Copy the data below word for word, leaving out the pictures.

[Object pointing dataset rows]
______________________________
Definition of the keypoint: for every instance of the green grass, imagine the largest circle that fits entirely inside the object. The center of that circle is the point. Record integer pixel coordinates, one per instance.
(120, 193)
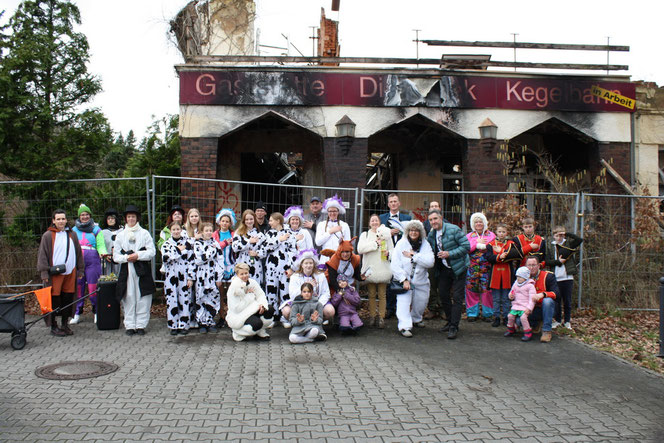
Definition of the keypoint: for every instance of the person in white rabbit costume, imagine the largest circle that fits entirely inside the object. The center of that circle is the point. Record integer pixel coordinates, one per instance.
(411, 258)
(330, 232)
(248, 312)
______________________________
● **WRITTEN ANSWER**:
Definition of the keypoint: for every instance of the green grass, imagine the largest circle that fits entirely inside the object. The center of that circle is the point. Record integer pixel coordinates, one per instance.
(120, 193)
Definition of the keypoint: for every instance of the person in white rabbit costume, imagine the largest circle that fits entirely inside the object. The center of that circle is the point. Record integer pixel coordinates, one per instance.
(411, 258)
(330, 232)
(248, 312)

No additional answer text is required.